* _TASK OBJECTIVE_
Copy out, word for word, the whole piece below on UK goods and services trade.

UK Balance of Payments (1): Goods and Services Trade

 

In the “war of words” which has been unleashed by Prime Minister Cameron’s speech in the City of London on Wednesday 22nd January, trade statistics are and will continue to be prominent bullets fired by all sides – the so-called Europhiles, Eurosceptics, the BOOs (Better Off Outers).  It is therefore worth setting out the latest (2011) figures on the United Kingdom’s trade with other countries both within the EU and those in the rest of the world (ROW).

Some of the more extravagant views currently include the Europhile claims that three million UK jobs depend on our being in the EU (Nick Clegg MP on 13th January 2012; assorted corporate businessmen in the Daily Telegraph, 20th December 2011).  Written repudiation of this and other fantastical claims has been made by this writer at intervals stretching back to the Maastricht Treaty negotiations in 1992 (see the post “Corporate Business and the EU, January 4th 2013 for references).

On trade balances the most recent claims from the so-called Eurosceptic camp are in the report by Cash & Jenkin – both Conservative MPs[1].  They seem to have a problem with definitions of the various credit-debit income streams, but these are set out very clearly in the National Statistical Office publication “United Kingdom Balance of Payments” – “The Pink Book” for short, which is directly accessible from Google under that name – as follows:

(1)        Trade:  Trade in Goods and Services

(2)        Income:  Principally Dividends and Interest into the UK, minus the flow out of the UK.

* _ENTRIES PROVIDED_

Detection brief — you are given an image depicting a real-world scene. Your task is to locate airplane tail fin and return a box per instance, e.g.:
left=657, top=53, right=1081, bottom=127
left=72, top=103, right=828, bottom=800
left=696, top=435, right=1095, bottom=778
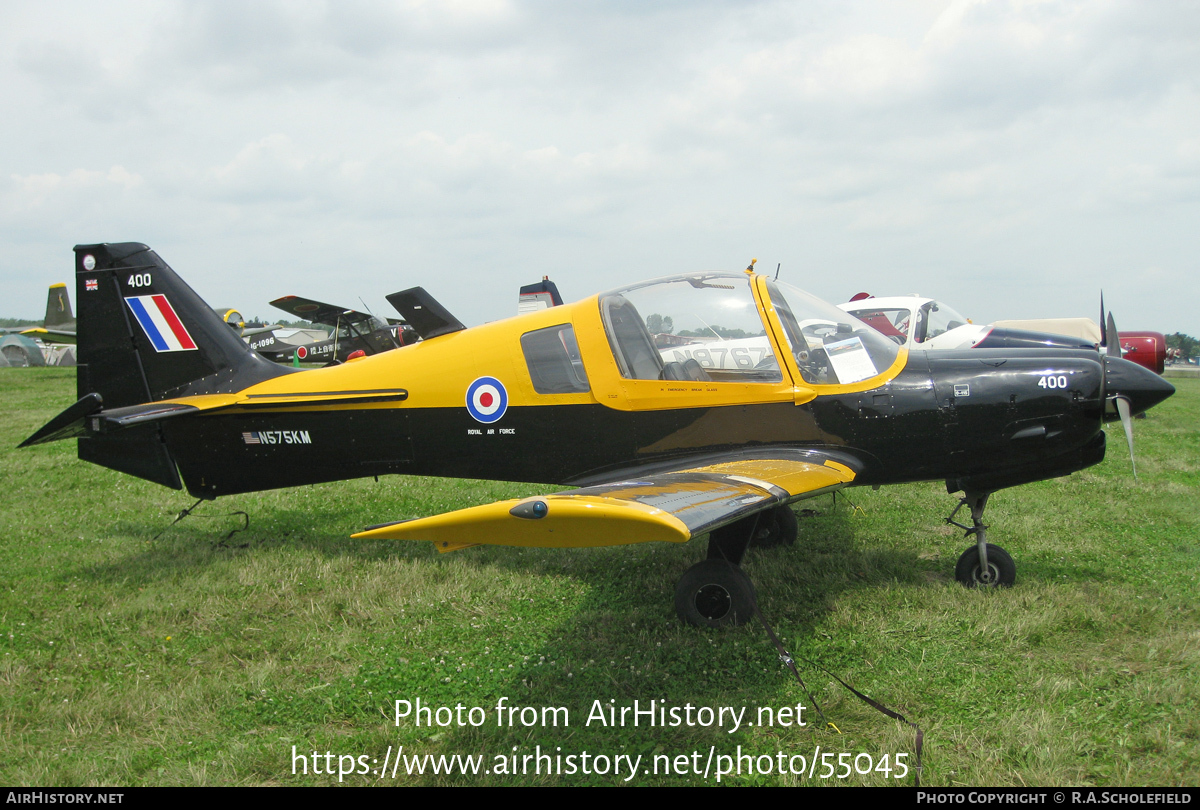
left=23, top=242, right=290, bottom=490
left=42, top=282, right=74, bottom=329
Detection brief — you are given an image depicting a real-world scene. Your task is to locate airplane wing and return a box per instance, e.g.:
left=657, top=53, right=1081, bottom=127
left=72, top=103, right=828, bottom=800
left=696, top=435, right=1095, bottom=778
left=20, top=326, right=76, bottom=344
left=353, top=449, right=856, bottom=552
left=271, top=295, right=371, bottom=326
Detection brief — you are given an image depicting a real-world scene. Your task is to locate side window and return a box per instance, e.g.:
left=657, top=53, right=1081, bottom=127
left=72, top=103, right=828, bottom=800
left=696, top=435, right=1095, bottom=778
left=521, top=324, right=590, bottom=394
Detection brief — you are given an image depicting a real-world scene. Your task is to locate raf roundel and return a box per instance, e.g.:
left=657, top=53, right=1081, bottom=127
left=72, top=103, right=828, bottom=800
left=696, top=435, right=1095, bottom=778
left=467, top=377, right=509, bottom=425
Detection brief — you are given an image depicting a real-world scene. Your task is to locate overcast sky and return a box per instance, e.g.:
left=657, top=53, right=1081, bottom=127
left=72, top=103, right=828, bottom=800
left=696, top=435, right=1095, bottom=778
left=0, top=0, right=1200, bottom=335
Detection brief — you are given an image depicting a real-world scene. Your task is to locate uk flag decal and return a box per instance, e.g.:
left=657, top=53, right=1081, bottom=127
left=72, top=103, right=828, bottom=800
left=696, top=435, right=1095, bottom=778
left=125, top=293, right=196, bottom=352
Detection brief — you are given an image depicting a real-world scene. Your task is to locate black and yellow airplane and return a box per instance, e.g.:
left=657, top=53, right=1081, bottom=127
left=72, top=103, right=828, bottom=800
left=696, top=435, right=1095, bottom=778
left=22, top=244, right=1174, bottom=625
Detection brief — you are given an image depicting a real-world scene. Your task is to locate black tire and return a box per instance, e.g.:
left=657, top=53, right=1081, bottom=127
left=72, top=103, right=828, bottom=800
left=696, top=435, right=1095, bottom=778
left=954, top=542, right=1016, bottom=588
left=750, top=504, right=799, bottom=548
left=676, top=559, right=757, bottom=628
...
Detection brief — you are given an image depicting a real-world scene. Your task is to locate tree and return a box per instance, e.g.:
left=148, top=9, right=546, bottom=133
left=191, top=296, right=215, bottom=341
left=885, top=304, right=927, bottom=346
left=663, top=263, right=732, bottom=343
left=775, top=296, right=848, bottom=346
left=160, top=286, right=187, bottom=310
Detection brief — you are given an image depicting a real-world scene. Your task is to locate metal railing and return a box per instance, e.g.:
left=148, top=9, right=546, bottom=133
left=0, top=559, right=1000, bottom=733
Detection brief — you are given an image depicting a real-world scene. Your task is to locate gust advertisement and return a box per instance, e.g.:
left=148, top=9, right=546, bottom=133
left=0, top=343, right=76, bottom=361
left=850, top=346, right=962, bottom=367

* _CORRECT ANSWER_
UK Balance of Payments (1): Goods and Services Trade

 

In the “war of words” which has been unleashed by Prime Minister Cameron’s speech in the City of London on Wednesday 22nd January, trade statistics are and will continue to be prominent bullets fired by all sides – the so-called Europhiles, Eurosceptics, the BOOs (Better Off Outers).  It is therefore worth setting out the latest (2011) figures on the United Kingdom’s trade with other countries both within the EU and those in the rest of the world (ROW).

Some of the more extravagant views currently include the Europhile claims that three million UK jobs depend on our being in the EU (Nick Clegg MP on 13th January 2012; assorted corporate businessmen in the Daily Telegraph, 20th December 2011).  Written repudiation of this and other fantastical claims has been made by this writer at intervals stretching back to the Maastricht Treaty negotiations in 1992 (see the post “Corporate Business and the EU, January 4th 2013 for references).

On trade balances the most recent claims from the so-called Eurosceptic camp are in the report by Cash & Jenkin – both Conservative MPs[1].  They seem to have a problem with definitions of the various credit-debit income streams, but these are set out very clearly in the National Statistical Office publication “United Kingdom Balance of Payments” – “The Pink Book” for short, which is directly accessible from Google under that name – as follows:

(1)        Trade:  Trade in Goods and Services

(2)        Income:  Principally Dividends and Interest into the UK, minus the flow out of the UK.